* _Aufgabe_
Schreib den Auszug aus der Gerichtsentscheidung zur Aufenthaltsbewilligung weiter, direkt im Anschluss an seinen letzten Satz.

Der Beschwerdeführer hat sich auf mehrere Aufenthaltszwecke berufen. Eine solche Vorgangsweise ist zulässig (vgl. das hg. Erkenntnis vom 24. Jänner 1997, Zl. 96/19/2134, auf dessen Entscheidungsgründe gemäß § 43 Abs. 2 VwGG verwiesen wird). Die Geltendmachung der weiteren Aufenthaltszwecke der Familiengemeinschaft und des privaten Aufenthaltes erstmals in der am 29. März 1995 eingelangten Berufung ist ebenfalls zulässig (vgl. das hg. Erkenntnis vom 19. Dezember 1996, Zl. 95/19/1837, auf dessen Entscheidungsgründe gemäß § 43 Abs. 2 VwGG verwiesen wird).
Bei begründeten Bedenken gegen die Aufnahme der vom Beschwerdeführer angestrebten Beschäftigung wäre gemäß § 5 Abs. 2 AufG lediglich die Erteilung einer Bewilligung zum Zweck der Aufnahme einer unselbständigen Erwerbstätigkeit ausgeschlossen. Aus den im hg. Erkenntnis vom 22. März 1996, Zl. 96/18/0046, dargelegten Gründen, welche auch für die Rechtslage nach Inkrafttreten der AufG-Novelle, BGBl. Nr. 351/1995, gelten (vgl. das Erkenntnis des Verfassungsgerichtshofes vom 1. März 1996, G 1409/95 und Folgezahlen), war die belangte Behörde allerdings nicht, wie sie rechtsirrtümlich annahm, an die diesbezügliche Feststellung der Landesgeschäftsstelle des Arbeitsmarktservice gebunden.

* _Bereitgestellte Daten_
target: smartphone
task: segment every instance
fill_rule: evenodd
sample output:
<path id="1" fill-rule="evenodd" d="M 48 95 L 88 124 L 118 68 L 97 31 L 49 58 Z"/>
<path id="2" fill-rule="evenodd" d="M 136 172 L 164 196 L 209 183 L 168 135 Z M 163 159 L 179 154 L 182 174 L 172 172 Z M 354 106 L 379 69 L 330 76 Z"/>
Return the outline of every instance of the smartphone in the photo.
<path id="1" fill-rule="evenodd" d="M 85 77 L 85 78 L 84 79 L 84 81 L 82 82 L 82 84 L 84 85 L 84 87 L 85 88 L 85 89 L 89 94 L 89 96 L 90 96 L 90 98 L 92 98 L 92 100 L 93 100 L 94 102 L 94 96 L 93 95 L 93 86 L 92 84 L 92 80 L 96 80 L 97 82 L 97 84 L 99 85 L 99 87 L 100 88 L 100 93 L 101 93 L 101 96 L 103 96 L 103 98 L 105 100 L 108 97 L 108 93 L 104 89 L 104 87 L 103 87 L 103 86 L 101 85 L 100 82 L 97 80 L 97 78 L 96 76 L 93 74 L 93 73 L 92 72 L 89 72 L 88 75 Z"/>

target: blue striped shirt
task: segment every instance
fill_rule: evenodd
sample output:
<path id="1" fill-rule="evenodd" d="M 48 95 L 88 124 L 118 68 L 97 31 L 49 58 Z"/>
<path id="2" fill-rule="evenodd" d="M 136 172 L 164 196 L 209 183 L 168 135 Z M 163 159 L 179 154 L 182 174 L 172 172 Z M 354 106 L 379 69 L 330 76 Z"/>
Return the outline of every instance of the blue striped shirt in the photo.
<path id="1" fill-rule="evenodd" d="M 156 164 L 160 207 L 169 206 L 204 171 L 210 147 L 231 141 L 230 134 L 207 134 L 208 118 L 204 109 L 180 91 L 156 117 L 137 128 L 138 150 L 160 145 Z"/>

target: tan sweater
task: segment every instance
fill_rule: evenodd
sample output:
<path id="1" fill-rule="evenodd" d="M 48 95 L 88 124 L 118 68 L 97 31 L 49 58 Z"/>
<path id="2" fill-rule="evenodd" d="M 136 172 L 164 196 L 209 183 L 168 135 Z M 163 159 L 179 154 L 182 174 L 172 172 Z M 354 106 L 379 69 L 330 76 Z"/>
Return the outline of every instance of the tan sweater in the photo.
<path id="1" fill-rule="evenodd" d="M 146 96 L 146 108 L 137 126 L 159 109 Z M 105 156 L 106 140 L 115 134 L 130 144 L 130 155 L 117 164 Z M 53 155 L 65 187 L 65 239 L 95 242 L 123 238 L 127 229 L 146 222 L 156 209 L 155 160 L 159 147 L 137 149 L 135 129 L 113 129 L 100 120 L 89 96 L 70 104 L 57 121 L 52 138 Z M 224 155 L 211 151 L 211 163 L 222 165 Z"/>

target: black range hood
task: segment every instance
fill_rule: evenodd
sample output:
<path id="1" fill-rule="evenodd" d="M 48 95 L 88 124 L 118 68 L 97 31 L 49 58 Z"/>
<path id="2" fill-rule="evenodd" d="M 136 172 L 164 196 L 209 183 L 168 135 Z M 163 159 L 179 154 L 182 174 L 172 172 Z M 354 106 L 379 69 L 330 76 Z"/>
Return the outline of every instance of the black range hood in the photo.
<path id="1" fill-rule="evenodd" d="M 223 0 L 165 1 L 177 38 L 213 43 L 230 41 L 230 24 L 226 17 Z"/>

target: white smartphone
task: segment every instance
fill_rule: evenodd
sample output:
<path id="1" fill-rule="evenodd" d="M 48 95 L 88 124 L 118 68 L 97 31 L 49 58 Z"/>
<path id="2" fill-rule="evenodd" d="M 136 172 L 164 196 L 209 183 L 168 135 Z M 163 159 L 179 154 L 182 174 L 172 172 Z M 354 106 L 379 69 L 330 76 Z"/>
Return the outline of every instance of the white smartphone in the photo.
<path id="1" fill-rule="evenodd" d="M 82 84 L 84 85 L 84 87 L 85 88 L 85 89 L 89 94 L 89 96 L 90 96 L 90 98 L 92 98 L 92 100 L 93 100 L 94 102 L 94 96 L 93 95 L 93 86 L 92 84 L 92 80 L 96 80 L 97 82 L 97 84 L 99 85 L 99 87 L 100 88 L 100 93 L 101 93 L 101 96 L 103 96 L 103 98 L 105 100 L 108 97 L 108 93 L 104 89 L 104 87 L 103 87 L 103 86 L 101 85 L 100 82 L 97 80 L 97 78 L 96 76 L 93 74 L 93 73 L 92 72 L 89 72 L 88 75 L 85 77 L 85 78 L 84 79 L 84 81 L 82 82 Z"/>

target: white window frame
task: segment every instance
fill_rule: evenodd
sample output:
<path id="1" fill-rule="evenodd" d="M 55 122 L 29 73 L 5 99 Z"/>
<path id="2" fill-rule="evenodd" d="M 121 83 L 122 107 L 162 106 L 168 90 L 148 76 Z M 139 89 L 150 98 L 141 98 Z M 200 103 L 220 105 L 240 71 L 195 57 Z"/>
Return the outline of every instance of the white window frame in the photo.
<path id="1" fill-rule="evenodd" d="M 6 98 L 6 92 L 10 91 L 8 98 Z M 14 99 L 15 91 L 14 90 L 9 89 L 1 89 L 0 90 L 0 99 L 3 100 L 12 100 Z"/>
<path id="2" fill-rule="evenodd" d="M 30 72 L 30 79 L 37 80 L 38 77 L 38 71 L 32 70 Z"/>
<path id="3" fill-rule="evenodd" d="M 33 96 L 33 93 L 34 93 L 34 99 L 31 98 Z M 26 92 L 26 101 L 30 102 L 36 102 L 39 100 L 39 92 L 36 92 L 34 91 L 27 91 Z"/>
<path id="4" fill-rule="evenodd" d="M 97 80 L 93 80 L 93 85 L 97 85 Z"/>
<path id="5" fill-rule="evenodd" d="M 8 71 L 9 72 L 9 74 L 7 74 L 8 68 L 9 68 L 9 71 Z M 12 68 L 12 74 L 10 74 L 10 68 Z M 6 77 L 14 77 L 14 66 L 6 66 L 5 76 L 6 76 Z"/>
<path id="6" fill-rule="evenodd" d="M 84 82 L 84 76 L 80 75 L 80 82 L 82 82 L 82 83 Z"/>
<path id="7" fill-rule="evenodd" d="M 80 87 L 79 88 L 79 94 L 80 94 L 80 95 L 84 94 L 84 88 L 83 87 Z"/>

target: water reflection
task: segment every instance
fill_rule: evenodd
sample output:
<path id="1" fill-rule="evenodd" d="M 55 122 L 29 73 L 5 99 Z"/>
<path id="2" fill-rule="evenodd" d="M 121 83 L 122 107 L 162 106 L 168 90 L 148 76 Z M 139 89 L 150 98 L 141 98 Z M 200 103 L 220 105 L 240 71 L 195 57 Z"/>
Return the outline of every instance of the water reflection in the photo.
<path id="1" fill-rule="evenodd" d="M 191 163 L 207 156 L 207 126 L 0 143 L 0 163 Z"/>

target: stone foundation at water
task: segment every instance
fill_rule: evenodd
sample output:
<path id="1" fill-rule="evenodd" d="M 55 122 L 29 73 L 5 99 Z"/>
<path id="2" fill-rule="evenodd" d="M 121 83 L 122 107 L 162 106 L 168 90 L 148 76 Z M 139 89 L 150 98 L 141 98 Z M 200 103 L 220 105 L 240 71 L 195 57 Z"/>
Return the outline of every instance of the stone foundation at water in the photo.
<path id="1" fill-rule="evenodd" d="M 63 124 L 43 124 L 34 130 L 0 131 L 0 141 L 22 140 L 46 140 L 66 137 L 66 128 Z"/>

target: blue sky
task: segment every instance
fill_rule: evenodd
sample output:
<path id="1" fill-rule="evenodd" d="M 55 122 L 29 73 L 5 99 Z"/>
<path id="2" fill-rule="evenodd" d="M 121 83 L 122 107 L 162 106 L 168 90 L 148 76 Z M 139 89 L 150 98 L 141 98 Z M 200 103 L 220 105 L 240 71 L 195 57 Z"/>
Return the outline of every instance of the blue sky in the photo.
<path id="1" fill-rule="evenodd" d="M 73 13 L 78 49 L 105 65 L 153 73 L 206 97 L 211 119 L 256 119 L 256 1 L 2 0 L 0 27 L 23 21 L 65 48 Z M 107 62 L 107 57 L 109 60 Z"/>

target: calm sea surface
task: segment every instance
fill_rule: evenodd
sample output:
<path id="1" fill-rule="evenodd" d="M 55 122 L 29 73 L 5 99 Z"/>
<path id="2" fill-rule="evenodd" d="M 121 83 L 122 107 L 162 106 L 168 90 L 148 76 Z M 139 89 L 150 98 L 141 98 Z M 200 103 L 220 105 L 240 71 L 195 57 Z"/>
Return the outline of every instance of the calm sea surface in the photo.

* _Erwartete Ausgabe_
Die Versagung aus dem Grunde des § 5 Abs. 1 AufG ist vorliegendenfalls von der oben dargelegten Rechtswidrigkeit in Ansehung des Versagungsgrundes nach § 5 Abs. 2 AufG mitumfaßt. Im Falle der die arbeitsmarktpolitische Unbedenklichkeit der Aufnahme der angestrebten Beschäftigung voraussetzenden Erteilung der beantragten Bewilligung zum Zwecke der Aufnahme einer unselbständigen Erwerbstätigkeit wäre der Beschwerdeführer nach dem zweiten Satz des § 5 Abs. 3 AufG zur Arbeitssuche unter Zuhilfenahme des Arbeitsmarktservice berechtigt. Er wäre dadurch in die Lage versetzt, seinen Lebensunterhalt aus den Einkünften einer unselbständigen Erwerbstätigkeit zu bestreiten (vgl. hiezu das hg. Erkenntnis vom 10. Dezember 1996, Zl. 96/19/2032, sowie das Erkenntnis des Verfassungsgerichtshofes vom 10. Juni 1996, B 3294/95). Er wäre diesfalls nicht auf die Verpflichtungserklärung seines Cousins angewiesen.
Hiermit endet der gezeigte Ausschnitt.